■ **GIVEN TASK**
Please locate every line below that contains the word "park", and copy each of those lines.

■ **DATA IN THIS EXERCISE**
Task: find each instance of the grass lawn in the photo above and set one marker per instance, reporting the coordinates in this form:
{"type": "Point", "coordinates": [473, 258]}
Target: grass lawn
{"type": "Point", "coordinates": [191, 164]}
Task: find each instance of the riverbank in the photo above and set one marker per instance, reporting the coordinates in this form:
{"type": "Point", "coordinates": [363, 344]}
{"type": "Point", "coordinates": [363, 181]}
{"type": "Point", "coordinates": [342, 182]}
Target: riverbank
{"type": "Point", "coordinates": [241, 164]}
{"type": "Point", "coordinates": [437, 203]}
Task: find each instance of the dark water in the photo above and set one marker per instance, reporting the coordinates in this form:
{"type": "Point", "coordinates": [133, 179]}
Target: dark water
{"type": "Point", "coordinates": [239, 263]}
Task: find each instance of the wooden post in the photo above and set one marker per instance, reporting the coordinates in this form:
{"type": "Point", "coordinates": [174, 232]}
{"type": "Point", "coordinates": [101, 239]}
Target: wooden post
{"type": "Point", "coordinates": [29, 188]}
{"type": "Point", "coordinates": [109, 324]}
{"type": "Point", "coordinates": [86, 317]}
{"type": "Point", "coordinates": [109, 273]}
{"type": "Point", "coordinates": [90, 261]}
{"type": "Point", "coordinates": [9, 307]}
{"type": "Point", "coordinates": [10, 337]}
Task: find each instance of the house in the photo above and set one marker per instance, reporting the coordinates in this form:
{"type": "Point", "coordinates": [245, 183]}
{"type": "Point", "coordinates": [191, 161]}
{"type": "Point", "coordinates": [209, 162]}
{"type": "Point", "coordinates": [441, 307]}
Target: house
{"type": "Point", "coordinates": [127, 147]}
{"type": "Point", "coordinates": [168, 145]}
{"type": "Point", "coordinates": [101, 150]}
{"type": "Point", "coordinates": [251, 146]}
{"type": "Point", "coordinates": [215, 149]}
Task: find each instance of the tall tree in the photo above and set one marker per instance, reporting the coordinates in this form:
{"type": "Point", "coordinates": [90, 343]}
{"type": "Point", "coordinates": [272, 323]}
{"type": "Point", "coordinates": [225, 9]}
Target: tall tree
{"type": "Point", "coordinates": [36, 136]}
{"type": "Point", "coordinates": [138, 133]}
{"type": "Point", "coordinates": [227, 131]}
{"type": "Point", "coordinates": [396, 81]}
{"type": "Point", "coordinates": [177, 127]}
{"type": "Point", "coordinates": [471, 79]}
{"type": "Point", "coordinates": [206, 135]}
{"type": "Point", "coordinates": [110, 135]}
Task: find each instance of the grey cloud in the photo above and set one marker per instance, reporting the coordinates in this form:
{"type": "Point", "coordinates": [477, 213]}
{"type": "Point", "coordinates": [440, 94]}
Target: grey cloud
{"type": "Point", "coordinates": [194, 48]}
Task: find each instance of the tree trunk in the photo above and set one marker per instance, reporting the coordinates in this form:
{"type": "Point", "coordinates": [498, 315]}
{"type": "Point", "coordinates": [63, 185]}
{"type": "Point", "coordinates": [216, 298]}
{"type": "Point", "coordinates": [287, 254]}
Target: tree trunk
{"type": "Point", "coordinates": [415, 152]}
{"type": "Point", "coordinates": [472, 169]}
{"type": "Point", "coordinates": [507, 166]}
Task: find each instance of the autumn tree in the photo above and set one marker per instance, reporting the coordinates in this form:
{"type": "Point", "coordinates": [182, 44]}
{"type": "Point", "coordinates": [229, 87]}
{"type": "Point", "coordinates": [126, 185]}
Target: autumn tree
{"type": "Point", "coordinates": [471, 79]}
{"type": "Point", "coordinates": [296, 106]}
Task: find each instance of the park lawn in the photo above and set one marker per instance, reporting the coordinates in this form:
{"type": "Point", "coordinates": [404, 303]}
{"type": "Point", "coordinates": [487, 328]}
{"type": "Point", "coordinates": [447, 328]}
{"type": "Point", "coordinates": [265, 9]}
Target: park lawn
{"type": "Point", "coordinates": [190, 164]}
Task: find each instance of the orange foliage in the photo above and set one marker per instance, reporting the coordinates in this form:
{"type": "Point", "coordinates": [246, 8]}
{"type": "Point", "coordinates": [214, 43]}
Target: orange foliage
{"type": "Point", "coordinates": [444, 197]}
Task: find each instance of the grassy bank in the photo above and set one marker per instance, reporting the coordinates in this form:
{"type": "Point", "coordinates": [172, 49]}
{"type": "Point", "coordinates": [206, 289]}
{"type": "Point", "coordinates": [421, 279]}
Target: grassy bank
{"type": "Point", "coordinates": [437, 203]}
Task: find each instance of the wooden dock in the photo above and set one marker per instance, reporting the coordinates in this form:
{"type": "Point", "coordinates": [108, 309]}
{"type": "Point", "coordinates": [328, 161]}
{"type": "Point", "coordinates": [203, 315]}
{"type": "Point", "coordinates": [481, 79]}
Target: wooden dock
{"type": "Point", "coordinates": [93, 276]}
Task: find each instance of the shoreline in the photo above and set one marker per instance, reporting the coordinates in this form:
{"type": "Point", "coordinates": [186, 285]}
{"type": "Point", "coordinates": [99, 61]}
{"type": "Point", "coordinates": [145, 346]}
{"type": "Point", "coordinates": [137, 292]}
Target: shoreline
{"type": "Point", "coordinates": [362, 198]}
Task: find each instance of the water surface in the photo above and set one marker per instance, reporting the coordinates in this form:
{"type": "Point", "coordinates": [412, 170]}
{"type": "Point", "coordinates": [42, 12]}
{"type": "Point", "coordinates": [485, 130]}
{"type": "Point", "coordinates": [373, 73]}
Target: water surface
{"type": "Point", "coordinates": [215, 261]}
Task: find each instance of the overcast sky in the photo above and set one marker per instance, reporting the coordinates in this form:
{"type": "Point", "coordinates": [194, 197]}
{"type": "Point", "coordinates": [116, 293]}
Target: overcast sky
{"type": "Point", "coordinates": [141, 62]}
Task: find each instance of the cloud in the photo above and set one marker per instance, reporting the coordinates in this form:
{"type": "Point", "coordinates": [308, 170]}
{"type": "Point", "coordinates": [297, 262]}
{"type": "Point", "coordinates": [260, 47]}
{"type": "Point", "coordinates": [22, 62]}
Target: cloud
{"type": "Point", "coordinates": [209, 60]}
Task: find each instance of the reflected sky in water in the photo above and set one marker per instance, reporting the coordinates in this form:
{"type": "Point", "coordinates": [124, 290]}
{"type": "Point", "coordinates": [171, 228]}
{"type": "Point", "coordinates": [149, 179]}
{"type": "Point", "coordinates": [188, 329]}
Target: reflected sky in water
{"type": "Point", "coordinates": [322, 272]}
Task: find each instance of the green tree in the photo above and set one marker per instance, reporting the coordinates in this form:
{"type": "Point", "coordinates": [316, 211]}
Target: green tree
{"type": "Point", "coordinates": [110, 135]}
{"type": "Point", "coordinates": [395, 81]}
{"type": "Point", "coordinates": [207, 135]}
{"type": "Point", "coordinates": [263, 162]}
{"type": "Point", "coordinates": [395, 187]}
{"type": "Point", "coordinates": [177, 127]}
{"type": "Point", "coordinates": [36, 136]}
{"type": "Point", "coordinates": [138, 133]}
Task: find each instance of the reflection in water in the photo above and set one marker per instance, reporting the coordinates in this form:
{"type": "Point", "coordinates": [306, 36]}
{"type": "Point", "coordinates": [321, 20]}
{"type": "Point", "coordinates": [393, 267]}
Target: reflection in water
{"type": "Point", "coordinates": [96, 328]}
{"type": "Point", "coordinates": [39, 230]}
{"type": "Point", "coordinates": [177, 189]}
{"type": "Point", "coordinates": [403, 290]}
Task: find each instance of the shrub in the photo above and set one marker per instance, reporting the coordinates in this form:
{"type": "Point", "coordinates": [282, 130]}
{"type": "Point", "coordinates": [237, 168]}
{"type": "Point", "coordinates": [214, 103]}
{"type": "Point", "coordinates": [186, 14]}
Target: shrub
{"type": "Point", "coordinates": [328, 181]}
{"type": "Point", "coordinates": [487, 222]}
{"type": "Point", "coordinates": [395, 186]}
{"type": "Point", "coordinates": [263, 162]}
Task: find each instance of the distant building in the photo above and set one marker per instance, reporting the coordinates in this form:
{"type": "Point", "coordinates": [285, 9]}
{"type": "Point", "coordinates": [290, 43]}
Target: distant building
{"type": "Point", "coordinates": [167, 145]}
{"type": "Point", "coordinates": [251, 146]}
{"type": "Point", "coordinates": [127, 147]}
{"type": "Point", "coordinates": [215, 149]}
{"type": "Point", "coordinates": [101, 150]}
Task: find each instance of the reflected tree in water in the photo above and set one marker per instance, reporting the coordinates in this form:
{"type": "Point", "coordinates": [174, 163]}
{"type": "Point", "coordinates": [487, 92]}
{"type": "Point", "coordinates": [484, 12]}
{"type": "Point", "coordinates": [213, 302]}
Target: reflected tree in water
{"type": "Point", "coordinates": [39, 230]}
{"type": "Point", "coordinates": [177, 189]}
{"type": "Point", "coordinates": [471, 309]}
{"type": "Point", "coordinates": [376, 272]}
* * *
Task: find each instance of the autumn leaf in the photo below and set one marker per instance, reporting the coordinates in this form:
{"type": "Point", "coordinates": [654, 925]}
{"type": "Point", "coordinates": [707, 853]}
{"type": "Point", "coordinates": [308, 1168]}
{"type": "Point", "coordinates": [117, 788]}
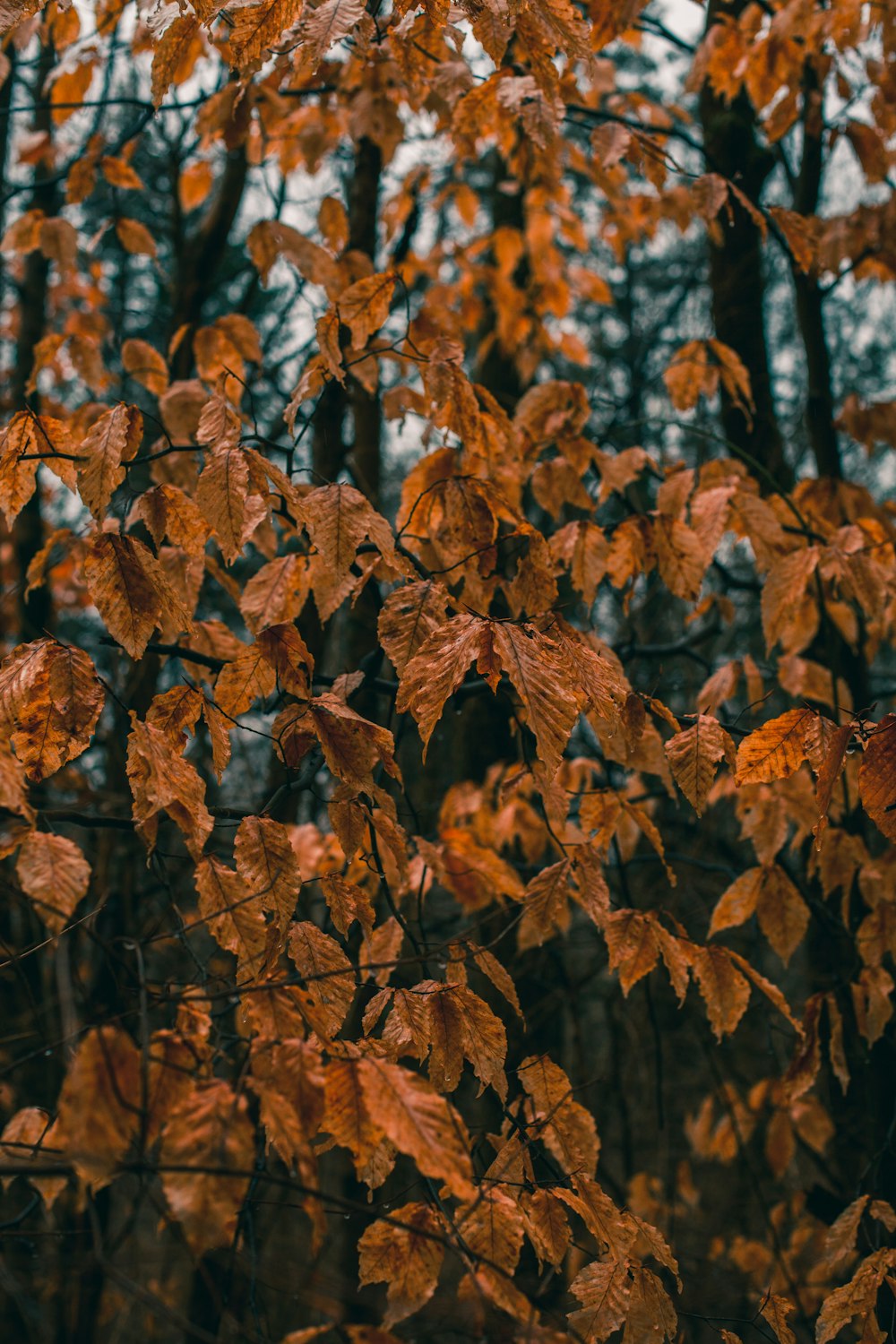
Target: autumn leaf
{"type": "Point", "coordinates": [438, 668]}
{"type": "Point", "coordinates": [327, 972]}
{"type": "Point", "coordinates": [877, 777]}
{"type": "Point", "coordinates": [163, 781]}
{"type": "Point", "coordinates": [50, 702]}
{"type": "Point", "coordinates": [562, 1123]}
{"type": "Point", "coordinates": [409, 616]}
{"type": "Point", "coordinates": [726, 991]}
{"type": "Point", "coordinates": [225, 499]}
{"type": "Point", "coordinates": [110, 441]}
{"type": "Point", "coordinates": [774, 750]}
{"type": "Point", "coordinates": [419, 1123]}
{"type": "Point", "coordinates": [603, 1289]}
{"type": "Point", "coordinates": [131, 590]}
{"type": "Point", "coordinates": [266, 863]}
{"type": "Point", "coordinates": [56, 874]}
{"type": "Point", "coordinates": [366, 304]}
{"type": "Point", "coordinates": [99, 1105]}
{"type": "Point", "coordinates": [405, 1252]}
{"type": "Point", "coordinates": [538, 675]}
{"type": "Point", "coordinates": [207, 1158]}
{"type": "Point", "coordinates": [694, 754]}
--
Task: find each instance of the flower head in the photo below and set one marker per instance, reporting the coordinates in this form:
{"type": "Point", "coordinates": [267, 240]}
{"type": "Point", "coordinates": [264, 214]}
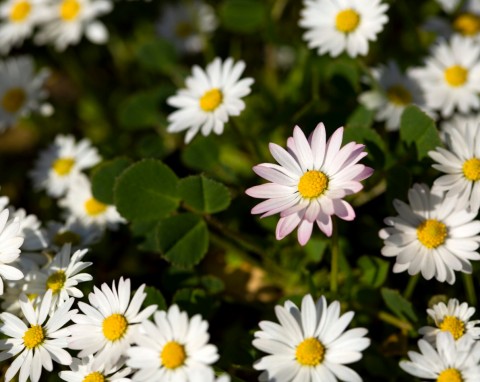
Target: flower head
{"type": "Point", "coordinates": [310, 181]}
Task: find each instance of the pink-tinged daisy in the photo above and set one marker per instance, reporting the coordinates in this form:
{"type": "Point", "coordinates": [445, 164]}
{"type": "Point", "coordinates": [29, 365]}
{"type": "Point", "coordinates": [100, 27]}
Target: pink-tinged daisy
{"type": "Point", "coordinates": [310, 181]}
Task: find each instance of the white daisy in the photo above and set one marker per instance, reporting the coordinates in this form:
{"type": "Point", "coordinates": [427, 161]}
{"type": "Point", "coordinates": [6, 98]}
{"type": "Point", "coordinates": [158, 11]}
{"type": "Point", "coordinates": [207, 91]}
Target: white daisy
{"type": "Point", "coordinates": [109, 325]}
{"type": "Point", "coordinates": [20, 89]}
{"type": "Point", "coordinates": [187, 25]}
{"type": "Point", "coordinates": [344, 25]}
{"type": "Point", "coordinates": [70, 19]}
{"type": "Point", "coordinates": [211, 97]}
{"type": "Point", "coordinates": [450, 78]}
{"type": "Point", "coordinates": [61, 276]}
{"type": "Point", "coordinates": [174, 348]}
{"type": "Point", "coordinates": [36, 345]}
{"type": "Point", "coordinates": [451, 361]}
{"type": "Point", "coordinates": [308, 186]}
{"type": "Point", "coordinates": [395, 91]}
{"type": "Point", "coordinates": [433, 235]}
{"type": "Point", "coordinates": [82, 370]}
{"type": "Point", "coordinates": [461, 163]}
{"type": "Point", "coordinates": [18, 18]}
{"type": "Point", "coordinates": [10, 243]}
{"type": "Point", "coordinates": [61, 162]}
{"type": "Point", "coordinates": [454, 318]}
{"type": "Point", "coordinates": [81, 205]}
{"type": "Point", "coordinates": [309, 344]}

■ **SOLVED PROBLEM**
Task: find each instance of the park lawn in the photo above and set one marker per instance, reporting the coordinates in this form:
Target: park lawn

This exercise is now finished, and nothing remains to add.